Across the records below, count every line that contains the string "window", then report the count alone.

====================

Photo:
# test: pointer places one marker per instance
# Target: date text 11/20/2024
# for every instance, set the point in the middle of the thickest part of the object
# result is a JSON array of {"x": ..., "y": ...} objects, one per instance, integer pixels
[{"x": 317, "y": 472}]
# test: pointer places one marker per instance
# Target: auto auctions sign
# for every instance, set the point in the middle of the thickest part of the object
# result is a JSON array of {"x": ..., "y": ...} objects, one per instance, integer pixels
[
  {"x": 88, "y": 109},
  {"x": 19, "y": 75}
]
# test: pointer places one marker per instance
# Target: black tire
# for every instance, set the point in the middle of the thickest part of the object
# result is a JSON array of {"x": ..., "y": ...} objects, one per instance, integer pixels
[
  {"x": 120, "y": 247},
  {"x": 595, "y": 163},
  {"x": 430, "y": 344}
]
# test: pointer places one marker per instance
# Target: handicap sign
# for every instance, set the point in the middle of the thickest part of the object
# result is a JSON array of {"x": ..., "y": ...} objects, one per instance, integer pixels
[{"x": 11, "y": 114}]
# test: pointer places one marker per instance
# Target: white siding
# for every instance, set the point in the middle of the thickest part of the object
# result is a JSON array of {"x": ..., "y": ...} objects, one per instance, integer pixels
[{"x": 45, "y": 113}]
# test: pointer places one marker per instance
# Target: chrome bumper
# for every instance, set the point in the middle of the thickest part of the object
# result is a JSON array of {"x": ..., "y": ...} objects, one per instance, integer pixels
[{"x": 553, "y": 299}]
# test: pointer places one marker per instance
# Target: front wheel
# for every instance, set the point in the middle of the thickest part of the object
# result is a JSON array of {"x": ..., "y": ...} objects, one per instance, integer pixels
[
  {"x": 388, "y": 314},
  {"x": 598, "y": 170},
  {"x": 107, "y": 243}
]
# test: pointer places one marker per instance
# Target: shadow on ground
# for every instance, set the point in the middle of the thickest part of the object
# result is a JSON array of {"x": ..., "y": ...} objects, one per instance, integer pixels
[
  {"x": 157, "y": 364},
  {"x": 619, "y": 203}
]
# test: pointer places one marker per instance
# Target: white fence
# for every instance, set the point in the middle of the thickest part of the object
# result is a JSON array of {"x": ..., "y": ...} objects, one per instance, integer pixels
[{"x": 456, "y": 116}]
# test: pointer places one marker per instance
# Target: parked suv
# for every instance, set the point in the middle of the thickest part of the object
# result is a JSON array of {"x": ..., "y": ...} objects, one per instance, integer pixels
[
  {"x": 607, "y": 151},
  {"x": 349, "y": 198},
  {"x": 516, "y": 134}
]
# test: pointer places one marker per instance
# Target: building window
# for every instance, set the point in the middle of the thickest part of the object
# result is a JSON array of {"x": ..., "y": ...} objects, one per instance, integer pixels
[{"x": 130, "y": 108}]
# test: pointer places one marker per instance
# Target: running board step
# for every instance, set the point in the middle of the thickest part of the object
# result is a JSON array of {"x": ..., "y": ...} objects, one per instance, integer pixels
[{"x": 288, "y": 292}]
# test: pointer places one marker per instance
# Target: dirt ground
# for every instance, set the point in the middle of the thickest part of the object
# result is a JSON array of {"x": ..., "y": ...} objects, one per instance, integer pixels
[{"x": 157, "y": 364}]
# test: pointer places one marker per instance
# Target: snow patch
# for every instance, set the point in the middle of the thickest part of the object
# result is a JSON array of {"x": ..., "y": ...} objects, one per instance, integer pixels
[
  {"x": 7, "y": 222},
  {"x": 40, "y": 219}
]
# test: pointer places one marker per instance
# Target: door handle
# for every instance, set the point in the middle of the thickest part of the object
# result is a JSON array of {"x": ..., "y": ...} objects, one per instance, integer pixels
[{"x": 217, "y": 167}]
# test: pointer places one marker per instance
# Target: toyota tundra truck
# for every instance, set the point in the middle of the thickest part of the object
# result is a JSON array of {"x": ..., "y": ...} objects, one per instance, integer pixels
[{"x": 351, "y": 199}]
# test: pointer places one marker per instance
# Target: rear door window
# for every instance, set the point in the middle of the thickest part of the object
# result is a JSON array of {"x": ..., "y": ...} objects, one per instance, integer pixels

====================

YOUR SOLUTION: 2